- _WORK INSTRUCTIONS_: Using the records below, output the stretch that opens with the line containing "Target: utility pole" and closes with the line containing "Indicate the dirt", exactly and including both lines, with nothing more.

━━━ INPUT ━━━

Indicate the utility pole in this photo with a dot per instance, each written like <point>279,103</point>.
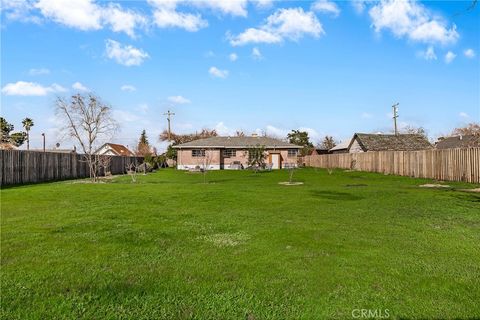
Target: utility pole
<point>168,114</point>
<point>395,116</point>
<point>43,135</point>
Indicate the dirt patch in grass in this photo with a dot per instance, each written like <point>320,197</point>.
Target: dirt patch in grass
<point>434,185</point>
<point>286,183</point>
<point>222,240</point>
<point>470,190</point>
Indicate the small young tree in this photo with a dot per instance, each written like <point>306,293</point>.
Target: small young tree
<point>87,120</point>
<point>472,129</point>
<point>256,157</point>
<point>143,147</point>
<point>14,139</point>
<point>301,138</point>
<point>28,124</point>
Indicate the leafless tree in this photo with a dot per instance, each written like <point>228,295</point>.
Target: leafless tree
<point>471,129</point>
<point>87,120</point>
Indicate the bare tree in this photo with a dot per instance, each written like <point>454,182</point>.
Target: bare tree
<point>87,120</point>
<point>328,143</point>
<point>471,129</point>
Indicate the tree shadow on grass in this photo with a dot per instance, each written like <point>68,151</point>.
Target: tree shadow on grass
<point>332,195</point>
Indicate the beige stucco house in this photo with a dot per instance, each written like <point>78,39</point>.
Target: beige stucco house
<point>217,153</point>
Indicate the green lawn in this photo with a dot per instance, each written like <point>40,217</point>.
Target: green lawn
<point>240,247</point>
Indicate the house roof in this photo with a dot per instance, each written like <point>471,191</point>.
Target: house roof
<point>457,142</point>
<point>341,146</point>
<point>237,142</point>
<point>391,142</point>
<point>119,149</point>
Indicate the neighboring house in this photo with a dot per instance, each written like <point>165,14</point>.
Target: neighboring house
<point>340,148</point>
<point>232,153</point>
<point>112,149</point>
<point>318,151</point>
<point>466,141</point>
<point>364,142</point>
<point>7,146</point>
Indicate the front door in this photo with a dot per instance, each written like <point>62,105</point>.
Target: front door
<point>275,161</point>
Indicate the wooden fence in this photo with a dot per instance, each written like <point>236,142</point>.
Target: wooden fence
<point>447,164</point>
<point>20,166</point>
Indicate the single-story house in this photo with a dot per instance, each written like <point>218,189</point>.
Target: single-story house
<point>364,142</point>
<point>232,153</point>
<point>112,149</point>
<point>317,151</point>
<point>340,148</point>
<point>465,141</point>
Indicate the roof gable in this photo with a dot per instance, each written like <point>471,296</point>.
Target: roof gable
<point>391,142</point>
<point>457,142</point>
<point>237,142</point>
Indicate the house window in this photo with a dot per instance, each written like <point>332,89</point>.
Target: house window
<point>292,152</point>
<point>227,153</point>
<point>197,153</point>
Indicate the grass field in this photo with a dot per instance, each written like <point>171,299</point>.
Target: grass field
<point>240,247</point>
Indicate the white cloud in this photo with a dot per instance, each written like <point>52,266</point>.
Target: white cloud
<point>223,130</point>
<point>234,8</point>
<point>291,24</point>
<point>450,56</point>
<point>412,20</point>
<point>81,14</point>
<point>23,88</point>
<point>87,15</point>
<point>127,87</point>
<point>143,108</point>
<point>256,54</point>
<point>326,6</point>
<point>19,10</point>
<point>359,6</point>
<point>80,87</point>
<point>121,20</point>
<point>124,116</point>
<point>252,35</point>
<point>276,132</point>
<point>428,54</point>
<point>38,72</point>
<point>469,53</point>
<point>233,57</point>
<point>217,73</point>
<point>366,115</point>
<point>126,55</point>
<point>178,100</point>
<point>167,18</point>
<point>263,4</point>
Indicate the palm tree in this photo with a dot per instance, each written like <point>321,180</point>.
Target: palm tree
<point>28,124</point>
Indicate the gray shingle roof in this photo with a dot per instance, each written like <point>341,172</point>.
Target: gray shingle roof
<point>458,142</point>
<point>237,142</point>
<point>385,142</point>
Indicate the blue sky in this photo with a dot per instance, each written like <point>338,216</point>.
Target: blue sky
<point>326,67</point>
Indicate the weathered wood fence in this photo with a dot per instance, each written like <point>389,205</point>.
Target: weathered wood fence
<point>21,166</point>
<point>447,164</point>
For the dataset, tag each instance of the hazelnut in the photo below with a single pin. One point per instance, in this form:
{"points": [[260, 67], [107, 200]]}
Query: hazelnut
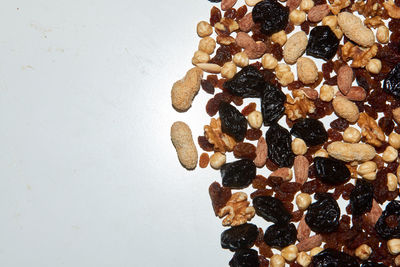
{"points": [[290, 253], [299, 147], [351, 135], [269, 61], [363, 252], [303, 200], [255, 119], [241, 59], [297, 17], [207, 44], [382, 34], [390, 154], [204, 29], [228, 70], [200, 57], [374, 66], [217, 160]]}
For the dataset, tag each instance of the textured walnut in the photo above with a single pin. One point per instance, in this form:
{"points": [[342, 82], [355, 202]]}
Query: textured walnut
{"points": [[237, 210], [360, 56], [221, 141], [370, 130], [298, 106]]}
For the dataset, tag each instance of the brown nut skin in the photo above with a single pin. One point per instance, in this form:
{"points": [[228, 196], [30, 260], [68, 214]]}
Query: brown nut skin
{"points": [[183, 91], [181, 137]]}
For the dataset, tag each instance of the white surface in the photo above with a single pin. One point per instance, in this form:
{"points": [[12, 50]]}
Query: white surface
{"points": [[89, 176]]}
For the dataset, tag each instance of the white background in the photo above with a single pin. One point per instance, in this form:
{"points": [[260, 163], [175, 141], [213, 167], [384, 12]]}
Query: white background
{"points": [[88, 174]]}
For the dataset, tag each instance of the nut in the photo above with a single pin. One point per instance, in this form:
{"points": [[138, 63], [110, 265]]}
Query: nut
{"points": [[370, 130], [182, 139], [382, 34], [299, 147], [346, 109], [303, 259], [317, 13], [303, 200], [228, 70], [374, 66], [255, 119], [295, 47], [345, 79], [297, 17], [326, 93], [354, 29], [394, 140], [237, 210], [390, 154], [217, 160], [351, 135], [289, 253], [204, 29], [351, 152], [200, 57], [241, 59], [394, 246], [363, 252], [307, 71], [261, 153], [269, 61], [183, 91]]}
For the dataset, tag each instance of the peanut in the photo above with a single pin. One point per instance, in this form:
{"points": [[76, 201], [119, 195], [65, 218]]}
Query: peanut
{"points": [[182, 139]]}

━━━

- _RESPONSE FOR THIS EXERCISE_:
Target: utility pole
<point>168,114</point>
<point>395,116</point>
<point>43,135</point>
Indicate the dirt patch in grass in this photo with a dot per instance, each written like <point>320,197</point>.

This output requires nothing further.